==== Data listing ====
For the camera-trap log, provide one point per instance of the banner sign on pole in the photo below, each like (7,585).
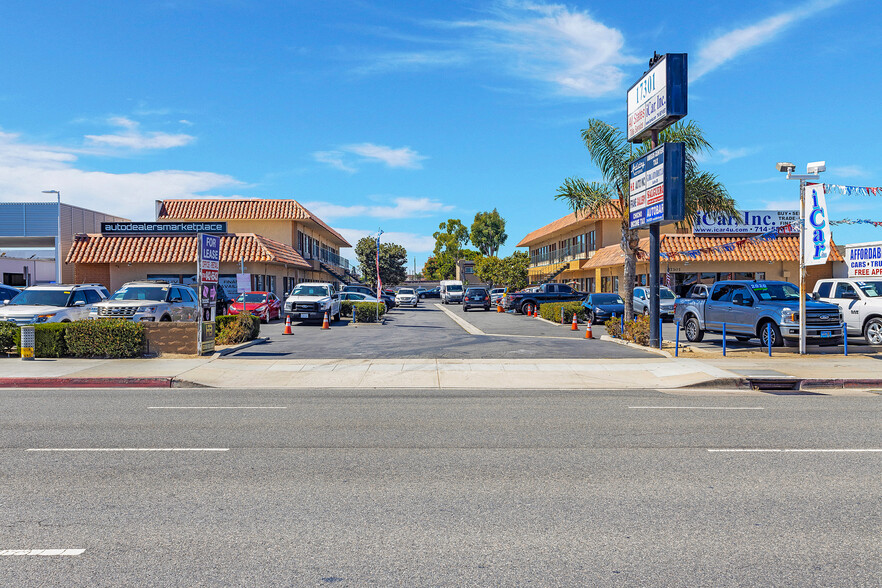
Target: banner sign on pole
(817,227)
(658,99)
(753,221)
(864,259)
(658,187)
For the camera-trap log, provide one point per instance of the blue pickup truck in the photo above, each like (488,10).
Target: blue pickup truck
(757,309)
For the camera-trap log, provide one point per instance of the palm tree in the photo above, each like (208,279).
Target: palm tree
(612,154)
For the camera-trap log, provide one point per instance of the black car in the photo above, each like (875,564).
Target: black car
(476,297)
(602,307)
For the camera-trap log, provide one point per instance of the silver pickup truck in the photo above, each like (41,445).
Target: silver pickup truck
(768,310)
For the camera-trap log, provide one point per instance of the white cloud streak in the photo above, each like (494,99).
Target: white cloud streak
(402,208)
(728,46)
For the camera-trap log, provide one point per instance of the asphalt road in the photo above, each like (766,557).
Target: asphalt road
(427,332)
(390,488)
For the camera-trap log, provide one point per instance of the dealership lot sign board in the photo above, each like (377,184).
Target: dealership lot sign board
(658,99)
(658,187)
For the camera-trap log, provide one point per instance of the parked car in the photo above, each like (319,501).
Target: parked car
(53,303)
(407,296)
(768,310)
(496,295)
(264,305)
(7,293)
(149,300)
(860,302)
(476,297)
(603,306)
(666,300)
(310,301)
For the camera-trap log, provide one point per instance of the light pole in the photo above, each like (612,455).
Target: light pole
(813,170)
(57,237)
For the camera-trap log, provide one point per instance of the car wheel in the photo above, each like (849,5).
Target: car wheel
(693,330)
(873,331)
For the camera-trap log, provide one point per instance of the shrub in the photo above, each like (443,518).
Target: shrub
(111,338)
(236,329)
(367,312)
(551,311)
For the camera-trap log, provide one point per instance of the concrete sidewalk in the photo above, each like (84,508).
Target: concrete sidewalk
(665,373)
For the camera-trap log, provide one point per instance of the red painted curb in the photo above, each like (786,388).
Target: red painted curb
(86,382)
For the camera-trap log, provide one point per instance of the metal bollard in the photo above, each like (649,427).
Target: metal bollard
(677,341)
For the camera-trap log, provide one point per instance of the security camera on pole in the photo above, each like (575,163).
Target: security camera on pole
(657,187)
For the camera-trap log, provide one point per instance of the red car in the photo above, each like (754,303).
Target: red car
(264,305)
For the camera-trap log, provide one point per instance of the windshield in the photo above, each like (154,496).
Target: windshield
(310,291)
(871,289)
(608,299)
(776,291)
(141,293)
(251,298)
(41,298)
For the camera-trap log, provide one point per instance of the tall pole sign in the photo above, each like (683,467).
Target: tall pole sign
(657,187)
(207,270)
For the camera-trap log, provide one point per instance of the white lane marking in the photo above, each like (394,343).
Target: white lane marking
(130,449)
(795,450)
(217,407)
(41,551)
(467,326)
(701,407)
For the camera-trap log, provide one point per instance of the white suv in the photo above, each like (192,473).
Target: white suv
(53,303)
(150,300)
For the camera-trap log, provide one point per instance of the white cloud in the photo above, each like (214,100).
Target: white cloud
(26,169)
(728,46)
(413,242)
(132,138)
(403,208)
(347,157)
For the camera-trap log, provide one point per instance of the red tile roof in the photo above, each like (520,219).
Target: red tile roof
(242,209)
(608,212)
(179,249)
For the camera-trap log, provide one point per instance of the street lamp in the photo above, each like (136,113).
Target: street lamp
(813,170)
(57,238)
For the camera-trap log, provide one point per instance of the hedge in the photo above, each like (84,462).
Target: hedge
(111,338)
(551,311)
(222,322)
(367,312)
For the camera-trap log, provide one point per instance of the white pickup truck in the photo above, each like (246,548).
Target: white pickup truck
(310,301)
(860,302)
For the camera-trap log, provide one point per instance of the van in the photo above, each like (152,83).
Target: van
(451,291)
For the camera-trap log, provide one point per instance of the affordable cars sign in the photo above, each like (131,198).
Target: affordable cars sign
(658,99)
(658,187)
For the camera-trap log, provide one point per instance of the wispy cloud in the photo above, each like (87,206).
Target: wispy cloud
(402,208)
(26,168)
(347,157)
(728,46)
(131,137)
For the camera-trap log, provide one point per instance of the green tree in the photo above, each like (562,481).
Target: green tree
(488,232)
(393,261)
(611,153)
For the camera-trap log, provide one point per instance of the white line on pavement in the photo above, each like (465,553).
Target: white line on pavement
(795,450)
(700,407)
(41,551)
(130,449)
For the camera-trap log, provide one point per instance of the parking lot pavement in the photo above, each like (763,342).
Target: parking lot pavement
(427,332)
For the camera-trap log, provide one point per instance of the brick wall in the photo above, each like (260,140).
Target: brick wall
(171,338)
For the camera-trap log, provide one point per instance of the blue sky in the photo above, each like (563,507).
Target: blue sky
(399,115)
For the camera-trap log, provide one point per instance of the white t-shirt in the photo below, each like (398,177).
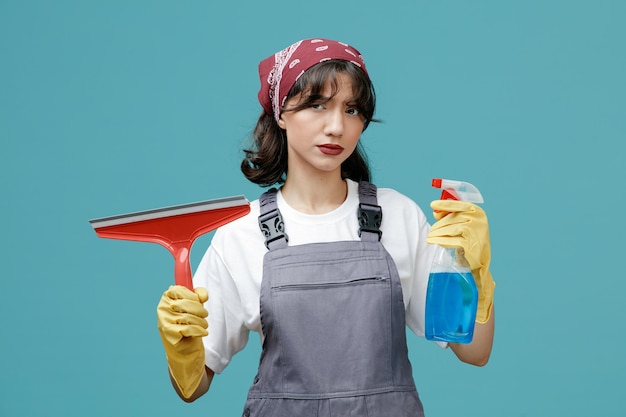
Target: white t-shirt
(232,268)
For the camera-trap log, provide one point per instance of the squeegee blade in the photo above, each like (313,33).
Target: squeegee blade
(207,205)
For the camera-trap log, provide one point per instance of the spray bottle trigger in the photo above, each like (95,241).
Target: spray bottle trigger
(449,194)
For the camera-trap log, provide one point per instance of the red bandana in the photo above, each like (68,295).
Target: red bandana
(280,71)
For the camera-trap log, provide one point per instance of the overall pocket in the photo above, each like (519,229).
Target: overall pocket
(334,333)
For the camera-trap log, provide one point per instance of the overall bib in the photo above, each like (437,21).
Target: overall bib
(334,323)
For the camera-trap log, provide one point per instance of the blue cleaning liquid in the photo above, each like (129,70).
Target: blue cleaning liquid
(451,301)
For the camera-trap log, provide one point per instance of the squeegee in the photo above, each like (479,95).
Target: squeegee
(175,227)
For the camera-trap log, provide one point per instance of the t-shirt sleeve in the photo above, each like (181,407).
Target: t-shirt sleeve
(227,331)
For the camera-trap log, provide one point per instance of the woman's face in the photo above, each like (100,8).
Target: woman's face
(322,136)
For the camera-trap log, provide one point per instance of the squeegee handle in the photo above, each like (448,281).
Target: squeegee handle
(182,267)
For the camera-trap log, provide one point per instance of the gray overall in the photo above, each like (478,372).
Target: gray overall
(334,324)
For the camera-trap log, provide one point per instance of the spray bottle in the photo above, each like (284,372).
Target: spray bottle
(452,296)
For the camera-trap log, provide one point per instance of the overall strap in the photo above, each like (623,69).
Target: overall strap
(271,221)
(370,214)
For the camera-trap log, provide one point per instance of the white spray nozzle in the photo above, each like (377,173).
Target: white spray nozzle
(458,190)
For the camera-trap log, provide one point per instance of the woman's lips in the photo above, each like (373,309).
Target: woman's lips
(330,149)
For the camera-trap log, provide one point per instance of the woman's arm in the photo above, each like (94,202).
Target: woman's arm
(478,352)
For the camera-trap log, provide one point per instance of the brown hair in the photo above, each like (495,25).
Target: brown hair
(265,163)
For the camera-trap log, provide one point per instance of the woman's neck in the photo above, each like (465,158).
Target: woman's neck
(315,195)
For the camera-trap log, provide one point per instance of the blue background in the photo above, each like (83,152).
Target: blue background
(119,106)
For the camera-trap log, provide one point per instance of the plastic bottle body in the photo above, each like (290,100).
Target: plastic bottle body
(451,299)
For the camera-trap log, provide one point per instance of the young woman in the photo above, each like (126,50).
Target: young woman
(328,268)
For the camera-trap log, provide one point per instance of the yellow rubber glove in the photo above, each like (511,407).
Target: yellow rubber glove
(464,225)
(182,324)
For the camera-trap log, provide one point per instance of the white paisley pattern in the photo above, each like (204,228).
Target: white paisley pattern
(281,58)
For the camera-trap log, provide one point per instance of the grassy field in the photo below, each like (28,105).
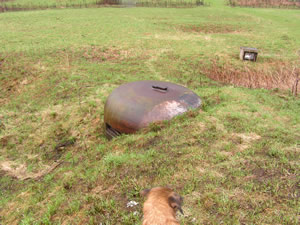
====
** Task statement **
Wherever the string "below" appears in a line of the records above, copy that line.

** Answer for the task **
For the camera-trap log, provide one point per instance of the banner sign on pole in the photo below, each like (7,585).
For the camera-trap log, provide one point per instance of the white t-shirt in the photo below, each like (398,177).
For the camera-trap log, provide one point per instance of the grassy field in the photo below, each like (28,105).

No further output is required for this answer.